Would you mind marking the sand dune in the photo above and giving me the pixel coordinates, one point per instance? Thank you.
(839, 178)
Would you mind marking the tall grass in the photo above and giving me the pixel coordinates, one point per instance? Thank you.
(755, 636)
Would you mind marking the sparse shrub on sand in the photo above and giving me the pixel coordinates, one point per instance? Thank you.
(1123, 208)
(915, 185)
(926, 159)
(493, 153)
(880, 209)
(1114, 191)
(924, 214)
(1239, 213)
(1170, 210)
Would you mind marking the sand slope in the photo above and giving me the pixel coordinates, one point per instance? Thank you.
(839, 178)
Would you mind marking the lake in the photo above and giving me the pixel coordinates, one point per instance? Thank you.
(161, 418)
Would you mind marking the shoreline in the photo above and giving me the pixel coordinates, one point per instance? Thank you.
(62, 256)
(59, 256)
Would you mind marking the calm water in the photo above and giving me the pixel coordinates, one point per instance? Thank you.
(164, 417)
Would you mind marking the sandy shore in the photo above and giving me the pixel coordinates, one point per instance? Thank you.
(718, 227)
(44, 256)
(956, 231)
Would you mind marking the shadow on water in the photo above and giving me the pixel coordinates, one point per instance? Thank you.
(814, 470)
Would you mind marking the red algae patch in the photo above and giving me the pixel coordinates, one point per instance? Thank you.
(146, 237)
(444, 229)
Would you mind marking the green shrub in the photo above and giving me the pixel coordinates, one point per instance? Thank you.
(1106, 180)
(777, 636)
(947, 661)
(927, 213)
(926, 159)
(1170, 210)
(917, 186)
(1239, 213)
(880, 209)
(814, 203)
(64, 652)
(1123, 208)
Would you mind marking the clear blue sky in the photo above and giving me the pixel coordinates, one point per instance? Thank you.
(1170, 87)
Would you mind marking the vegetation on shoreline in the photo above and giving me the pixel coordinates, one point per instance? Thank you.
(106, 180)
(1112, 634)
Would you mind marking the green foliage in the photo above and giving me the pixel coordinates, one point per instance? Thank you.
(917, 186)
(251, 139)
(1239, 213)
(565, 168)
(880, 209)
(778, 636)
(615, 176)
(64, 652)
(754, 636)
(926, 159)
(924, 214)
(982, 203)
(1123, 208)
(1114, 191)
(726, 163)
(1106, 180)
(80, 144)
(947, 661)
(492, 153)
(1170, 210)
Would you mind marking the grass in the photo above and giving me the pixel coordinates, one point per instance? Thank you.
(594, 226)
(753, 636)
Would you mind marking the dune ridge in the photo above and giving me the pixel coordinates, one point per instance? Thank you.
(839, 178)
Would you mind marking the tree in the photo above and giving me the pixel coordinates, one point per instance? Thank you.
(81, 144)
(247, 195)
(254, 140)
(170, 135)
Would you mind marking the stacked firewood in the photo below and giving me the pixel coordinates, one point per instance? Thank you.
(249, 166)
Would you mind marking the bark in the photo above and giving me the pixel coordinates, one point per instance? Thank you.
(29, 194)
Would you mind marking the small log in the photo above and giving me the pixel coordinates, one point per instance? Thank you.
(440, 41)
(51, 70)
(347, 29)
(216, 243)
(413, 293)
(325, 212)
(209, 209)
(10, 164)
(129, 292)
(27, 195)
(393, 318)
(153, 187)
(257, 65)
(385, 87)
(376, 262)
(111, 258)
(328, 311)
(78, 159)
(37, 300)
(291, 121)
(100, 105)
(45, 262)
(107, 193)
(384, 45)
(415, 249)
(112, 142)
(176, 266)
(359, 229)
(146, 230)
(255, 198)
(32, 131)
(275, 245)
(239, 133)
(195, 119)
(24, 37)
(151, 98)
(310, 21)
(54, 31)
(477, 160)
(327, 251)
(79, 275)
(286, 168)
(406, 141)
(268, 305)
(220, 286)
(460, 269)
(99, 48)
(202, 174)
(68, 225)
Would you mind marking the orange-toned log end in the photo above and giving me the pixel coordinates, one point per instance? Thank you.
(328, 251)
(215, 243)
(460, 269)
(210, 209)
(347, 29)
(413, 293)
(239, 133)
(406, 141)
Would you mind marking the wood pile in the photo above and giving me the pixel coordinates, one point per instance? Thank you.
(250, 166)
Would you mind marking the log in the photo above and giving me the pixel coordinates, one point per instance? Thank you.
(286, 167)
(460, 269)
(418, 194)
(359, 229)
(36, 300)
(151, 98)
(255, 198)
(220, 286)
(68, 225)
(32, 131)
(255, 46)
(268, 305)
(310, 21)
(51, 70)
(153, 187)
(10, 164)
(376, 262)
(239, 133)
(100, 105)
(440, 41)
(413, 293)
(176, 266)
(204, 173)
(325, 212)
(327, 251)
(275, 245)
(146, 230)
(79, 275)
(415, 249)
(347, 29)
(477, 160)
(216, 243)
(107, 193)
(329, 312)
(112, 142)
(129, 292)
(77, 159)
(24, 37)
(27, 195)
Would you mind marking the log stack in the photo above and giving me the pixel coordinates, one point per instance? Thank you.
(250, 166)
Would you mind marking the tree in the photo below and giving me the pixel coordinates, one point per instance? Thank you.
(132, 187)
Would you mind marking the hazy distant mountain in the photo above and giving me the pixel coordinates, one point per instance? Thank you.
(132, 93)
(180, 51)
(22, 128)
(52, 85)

==

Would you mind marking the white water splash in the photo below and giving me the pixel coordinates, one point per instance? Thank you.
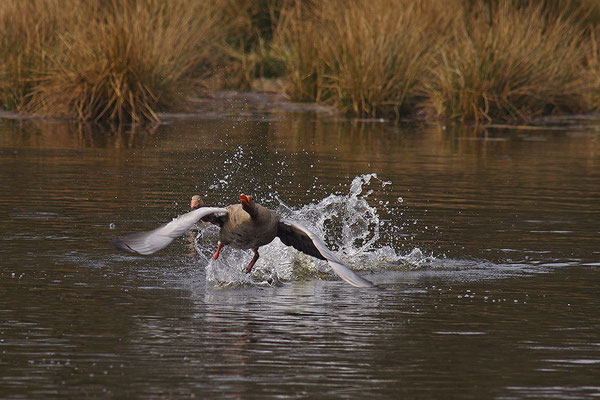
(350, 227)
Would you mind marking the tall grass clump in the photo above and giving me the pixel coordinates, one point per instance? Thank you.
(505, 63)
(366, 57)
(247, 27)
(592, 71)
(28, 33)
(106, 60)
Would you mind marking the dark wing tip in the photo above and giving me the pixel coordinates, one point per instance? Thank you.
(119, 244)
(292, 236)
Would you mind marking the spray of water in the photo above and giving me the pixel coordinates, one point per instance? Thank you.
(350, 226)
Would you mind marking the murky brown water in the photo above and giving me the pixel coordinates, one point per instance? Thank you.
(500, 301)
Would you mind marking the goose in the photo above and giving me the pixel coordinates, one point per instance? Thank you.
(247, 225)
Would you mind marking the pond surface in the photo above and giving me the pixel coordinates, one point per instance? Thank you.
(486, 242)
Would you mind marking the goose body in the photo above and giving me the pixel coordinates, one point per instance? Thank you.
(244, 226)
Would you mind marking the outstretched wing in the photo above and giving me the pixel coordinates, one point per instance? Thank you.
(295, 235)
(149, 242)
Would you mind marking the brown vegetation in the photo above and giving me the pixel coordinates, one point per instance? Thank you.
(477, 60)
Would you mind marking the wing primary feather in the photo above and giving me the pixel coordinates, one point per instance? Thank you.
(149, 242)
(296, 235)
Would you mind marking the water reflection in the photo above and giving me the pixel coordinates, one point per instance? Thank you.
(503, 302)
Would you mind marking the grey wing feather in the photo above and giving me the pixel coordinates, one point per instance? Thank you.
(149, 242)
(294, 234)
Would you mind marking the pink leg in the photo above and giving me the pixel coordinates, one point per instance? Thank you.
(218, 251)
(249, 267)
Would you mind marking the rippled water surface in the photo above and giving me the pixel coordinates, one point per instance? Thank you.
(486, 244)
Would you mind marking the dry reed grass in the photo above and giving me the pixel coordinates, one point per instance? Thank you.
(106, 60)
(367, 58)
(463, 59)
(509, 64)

* * *

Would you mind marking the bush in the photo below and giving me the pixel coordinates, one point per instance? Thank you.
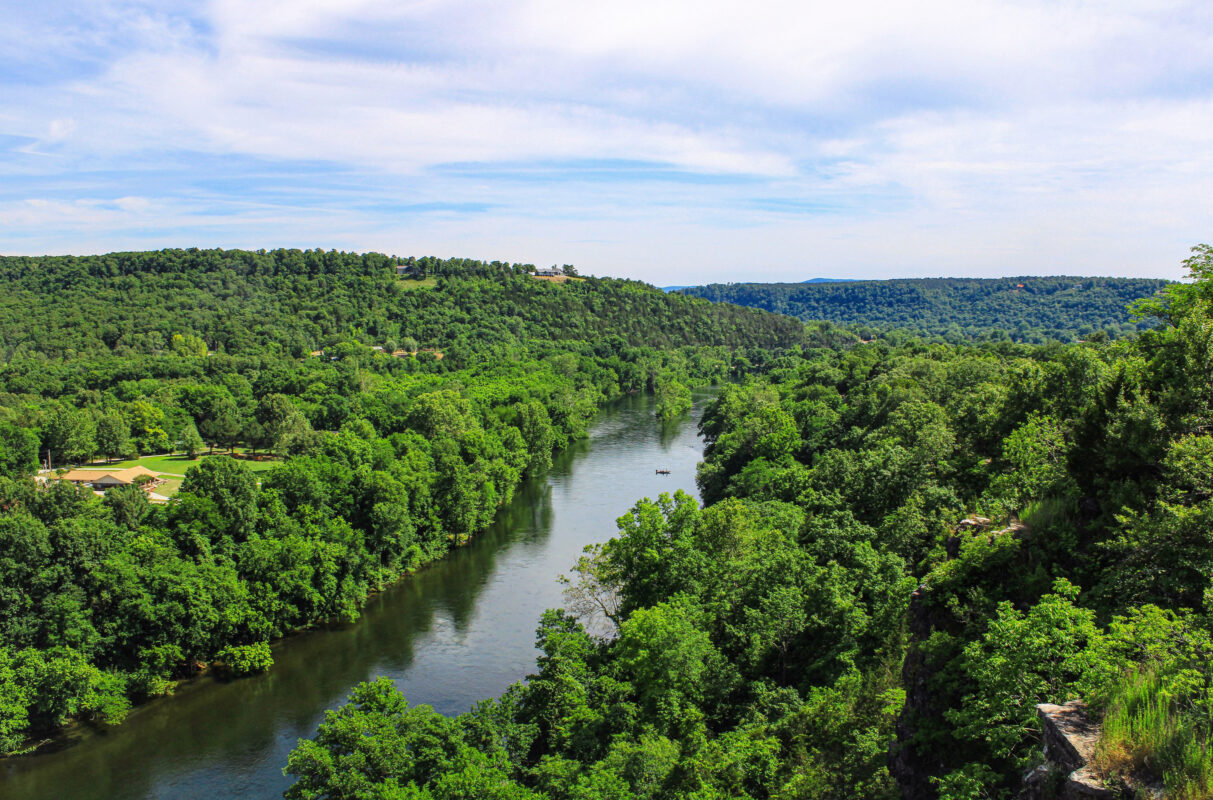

* **Problem details**:
Copy out every line in the items above that contains the word "tree". Treat uppercase and lowercase as different.

* **Final answer**:
Would you mind marking the tree in the photo above and giving me the pixel coordinates, one point per instance? Thank you.
Would you mind marking the tree in the photo below and giving me the pixel coordinates, one point per instance? Thank you.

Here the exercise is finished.